▶ [Descrição do exercício] Dê continuidade ao relato da viagem por Dubai, Delhi e Myanmar, começando logo depois da última linha apresentada.

▶ [Trecho]
☆ ☆ ☆

Estava ainda pilhada com tudo que havia ocorrido nas últimas horas, ligada no 220v a observar as gotas de umidade que escorriam pelo vidro de fora da janela, vencidas pelo vento que soprava naquela noite, quando a simpática e sorridente aeromoça da Emirates, com aquele uniforme vermelho bordô e lenços marfim, se aproximou: “Excuse me madam, vegetarian food¿”. Uau! Minha solicitação de jantar ovo-lacto-vegetariano havia chegado antes de tudo e todos. Mergulhei de cabeça naquele prato delicioso feito de cogumelos com tempero mediterrâneo e pãozinho fresco. Nem me lembro de passarem recolhendo os pratos.

Depois vieram 8 horas num cantinho do chão do aeroporto de Dubai, 1 dia sozinha em Delhi com direito a um indiano me seguindo, lençóis do hotel sujos e um banheiro que se eu tentasse tomar um banho provavelmente sairia em uma situação pior do que havia entrado. Já eram 2 dias sem banho, com perna ainda inchada e mancando. Típicas boas vindas indianas. Só alegria.

Mais uma noite até o Myanmar, mais um dia mancando nas stupas douradas de Yangoon (depois de tomar um bom banho, claro, rs), quando finalmente cheguei a um lugar chamado Botahtaung Pagoda. Um templo onde atualmente estão guardadas as relíquias dos cabelos de Buda. As paredes eram impressionantemente cobertas de ouro e bronze e havia uma câmara onde era possível ver os cabelos de Sidarta Gautama, envoltos em uma redoma de vidro, condecorados com ouro, diamantes e outras pedras preciosas. Filas de fiéis se formavam para chegar perto da câmara que guardava as relíquias. Um lugar de peregrinação, de absoluta paz e energia forte e inigualável.

(Parte interna da Botahtaung Pagoda, Yangoon, Myanmar)

(Botahtaung Pagoda)

(Câmara com as relíquidas de Buda)

(Paredes internas da Botahtaung Pagoda)

☆ ☆ ☆

▶ [Informações fornecidas]
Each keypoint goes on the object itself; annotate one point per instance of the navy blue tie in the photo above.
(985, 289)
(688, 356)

☆ ☆ ☆

▶ [Resposta do exercício]
Chinelos do lado de fora e pés no chão, caminhei dentro daquele templo onde também estão um potinho com a areia e uma folha da árvore onde Buda se iluminou (em Bodgaya, na Índia), bem como outros objetos e utensílios que pertenceram ao mestre Sidarta. Tudo regado de história e de uma fé inabalável daquele povo humilde, uma fé e uma esperança que nem os longos anos da ditadura militar que atualmente domina o Myanmar foram capazes abalar.

(Pote com areia da árvore onde Buda atingiu o nirvana)

(Folha da árvore onde Buda se iluminou)

Mesmo sem conhecer o Budismo muito a fundo, me senti acolhida ali, me senti em casa. Não tinha vontade de ir embora. Não consegui ajoelhar por motivos técnicos óbvios, mas me sentei naquele chão de madeira, encostei minhas costas naquela parede de ouro e bronze e me concentrei em sentir a amplitude daquela energia de paz daquele lugar. Pela primeira vez após os últimos 5 dias resumidos em tensão, eu havia parado de fato para olhar para dentro de mim mesma, para olhar ao meu redor e buscar aquela paz e positividade que encontrei naquele templo. E eu pedi a ela, a Deus, a Buda, ou qualquer que fosse o nome daquela força suprema que ali me guiava que me curasse, que me ajudasse de alguma forma e me possibilitasse seguir a viagem e realizar os planos que eu sonhava há muito tempo.

Essa parte da história até eu mesma custei a acreditar, mas no dia seguinte as manchas vermelhas das minhas pernas começaram a se transformar em uma cor mais bege e amena. Em 2 dias quase não havia mais dor e eu não mancava mais. Não precisei mais abdicar de caminhadas leves nos dias que sucederam. Em 2 semanas eu concluía a trilha do monastério do Ninho do Tigre, no Butão (trilha de 4 horas, entre ida e volta, de subidas e descidas íngremes, incluindo escadarias), feliz e com o sorriso do Coringa rasgado em meu rosto.

É claro que a atuação dos antibióticos foram indispensáveis para minha recuperação, mas de alguma forma eu também sei que tinha alguma coisa dentro daquela stupa dourada birmanesa, e que sem essa “coisa” eu não teria conseguido subir montanhas e fazer trilhas nos dias vieram depois.

Tive a sorte de ter a oportunidade de conhecer lugares que até os mais incrédulos admitiriam a força da energia que neles reinavam, e vou contar em detalhes nos próximos posts.